### PROBLEM SET
a - From the EPN farewell post, list everyone it names as part of the EPN Heroes series.
b - Using the EPN farewell post, answer these, one per line:
(i) Who will be the new "Social Media Ninja"?
(ii) Which two new board members did the writers introduce?
(iii) Which three people do the writers thank for the chance to partner with them?
c - Carry on the EPN farewell post from its last sentence.

### GIVEN TEXT
Tuesday, December 29, 2015

Signing Off



This is a personal post from the two most recent "Social Media Ninjas", Dexter and Jonathan. We haven't done one of these in a while, and today it is a bit bittersweet. We have been working with EPN for the past year and a half as the resident bloggers and social media experts, with a little tech savvy to boot. But with new work and personal responsibilities for both of us, we must unfortunately announce that Dexter and I are signing off with EPN.

It has truly been a great run and we definitely enjoyed it.

We were happy and proud to develop the new EPN website and share it with the world.

We loved the opportunity to meet and talk to magnificent human beings in Dov Pasternak, Lilly Oyare, and Father Godfrey during the EPN Heroes series.

We enjoyed meeting and introducing two new board members in Peter Wentworth and Kaveh Naficy, and sharing numerous updates from campaigns, trips, and articles.

We are deeply thankful to John, Judy, and Helen for the opportunity to partner with them over the past 2 years to help Eliminate Poverty NOW! It has been a great journey, and it will continue to be a journey beyond our direct work with EPN.  We truly appreciate the chance to work with the team towards such an important mission.

And last, but not least, thank you all, the readers of EPN Live, for your continual support. You have made our work worthwhile, and the readership means a ton. Please continue to share and comment on our posts! Our dear new friend, Jen, will be taking over as the new "Social Media Ninja", and has a bunch of great ideas and a beautiful writing voice! We will continue to support her and share her posts as well.

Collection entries
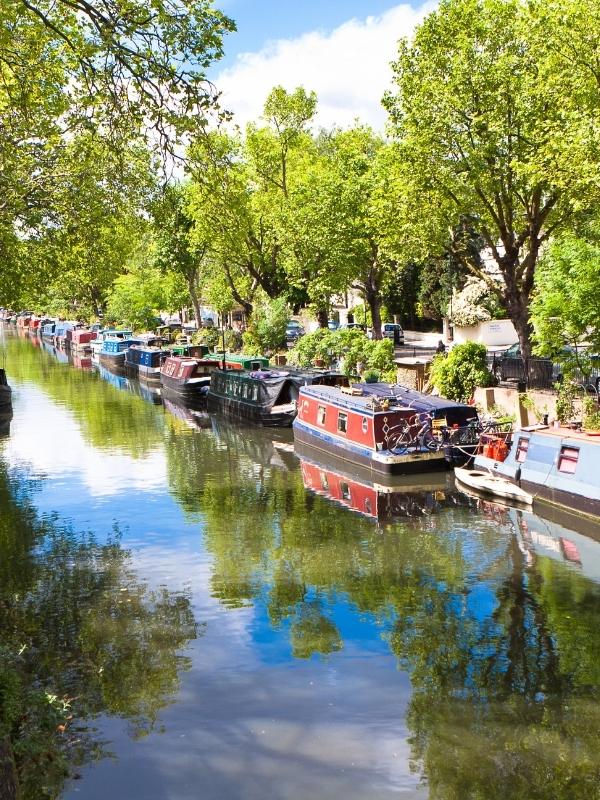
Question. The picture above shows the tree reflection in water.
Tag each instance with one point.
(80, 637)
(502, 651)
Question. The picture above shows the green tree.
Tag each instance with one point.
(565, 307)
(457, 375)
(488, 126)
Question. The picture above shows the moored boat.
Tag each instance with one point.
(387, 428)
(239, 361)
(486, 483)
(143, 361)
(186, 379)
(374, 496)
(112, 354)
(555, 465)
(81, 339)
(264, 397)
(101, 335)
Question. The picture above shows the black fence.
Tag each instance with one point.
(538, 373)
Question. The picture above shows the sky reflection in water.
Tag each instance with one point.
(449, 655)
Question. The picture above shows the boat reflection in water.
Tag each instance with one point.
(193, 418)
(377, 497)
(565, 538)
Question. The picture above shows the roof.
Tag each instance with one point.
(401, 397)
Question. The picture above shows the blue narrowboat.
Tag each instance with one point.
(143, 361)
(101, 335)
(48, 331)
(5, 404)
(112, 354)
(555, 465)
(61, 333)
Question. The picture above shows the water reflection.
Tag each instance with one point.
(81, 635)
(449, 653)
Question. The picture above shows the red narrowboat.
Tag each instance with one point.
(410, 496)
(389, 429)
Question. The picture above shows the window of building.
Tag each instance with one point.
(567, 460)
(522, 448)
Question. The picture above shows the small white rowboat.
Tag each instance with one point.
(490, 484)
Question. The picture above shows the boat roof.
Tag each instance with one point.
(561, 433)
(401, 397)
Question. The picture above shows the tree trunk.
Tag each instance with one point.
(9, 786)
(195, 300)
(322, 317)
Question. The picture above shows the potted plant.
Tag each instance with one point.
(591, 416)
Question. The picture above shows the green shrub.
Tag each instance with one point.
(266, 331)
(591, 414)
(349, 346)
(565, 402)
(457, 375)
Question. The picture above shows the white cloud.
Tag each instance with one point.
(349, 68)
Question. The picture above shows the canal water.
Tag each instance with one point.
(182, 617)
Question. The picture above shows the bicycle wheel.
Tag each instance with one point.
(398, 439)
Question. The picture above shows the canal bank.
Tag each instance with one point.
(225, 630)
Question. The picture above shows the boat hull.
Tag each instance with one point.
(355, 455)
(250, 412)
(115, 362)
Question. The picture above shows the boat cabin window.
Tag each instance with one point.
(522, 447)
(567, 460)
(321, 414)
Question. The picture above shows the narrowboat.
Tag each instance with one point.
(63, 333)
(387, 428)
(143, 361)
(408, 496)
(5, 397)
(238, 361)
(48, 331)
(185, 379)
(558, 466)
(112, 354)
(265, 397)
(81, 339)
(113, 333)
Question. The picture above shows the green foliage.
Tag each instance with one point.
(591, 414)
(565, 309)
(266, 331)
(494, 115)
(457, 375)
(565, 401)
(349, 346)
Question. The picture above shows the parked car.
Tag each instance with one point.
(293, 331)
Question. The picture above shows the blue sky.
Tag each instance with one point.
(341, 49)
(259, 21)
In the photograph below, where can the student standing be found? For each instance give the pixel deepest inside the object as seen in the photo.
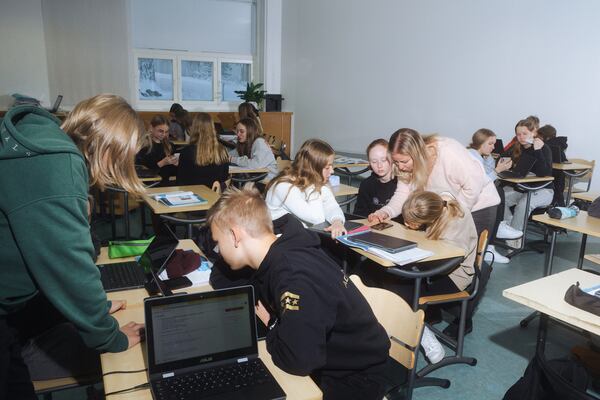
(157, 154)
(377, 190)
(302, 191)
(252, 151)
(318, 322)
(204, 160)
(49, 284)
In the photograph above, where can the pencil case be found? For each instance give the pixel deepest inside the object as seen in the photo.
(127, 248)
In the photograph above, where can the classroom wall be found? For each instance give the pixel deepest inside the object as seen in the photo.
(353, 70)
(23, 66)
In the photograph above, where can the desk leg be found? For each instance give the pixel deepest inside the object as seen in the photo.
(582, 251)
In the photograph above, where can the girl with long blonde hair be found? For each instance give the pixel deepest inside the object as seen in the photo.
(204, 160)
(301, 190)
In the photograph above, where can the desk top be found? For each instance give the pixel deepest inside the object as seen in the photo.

### PER-TASK OUTPUTS
a - Dov Pasternak, Lilly Oyare, Father Godfrey

b -
(i) Jen
(ii) Peter Wentworth and Kaveh Naficy
(iii) John, Judy, and Helen

c -
So thank you all for the time. It's really been a blast, and we look forward to the time when our paths will cross again. All the best, and please continue your support as we strive to Eliminate Poverty NOW!

Friday, December 18, 2015

EPN Heroes Father Godfrey: What's Next for Songhai?

This is the last post in our EPN heroes series. We've been highlighting Father Godfrey Nzamujo , the founder and director of the Songhai Centre. He and his army of "barefoot engineers" are using sustainable agriculture to create pathways towards prosperity for some of Africa's most disenfranchised. 

In our earlier posts on Father Godfrey we've shared how he has uprooted the logic of poverty at work in Africa and managed to turn 2.4 acres of barren land into one of Africa's premiere research and technical school networks.



What Father Godfrey has accomplished is remarkable. Today there are thirteen Songhai Centres in four African nations. He has educated thousands, helped to provide communities with nutritious food, and impacted countless lives. What more could Father Godfrey possibly accomplish? We are glad you asked!

Father Godfrey is a world renowned agriculturist, and his work has caught the attention of some of the world's most important influencers. Starting next year, graduates of the Songhai Centre will be given opportunities to pursue degrees at any French University they qualify for, on full scholarship. There is only one condition: every scholarship recipient must agree to return to the Songhai Centre, and join the teaching or research staff.


Why all the sudden attention? Father Godfrey and his staff may be on the brink of something remarkable. They are on the verge of innovating self-sustaining agricultural ecologies. That's a mouthful! Here's a simple way to think about it.  Imagine a farm where absolutely nothing gets wasted, that requires only minimal human involvement, and never uses agricultural techniques harmful to the environment. That's what Father Godfrey, with the help of his faculty and students, is creating.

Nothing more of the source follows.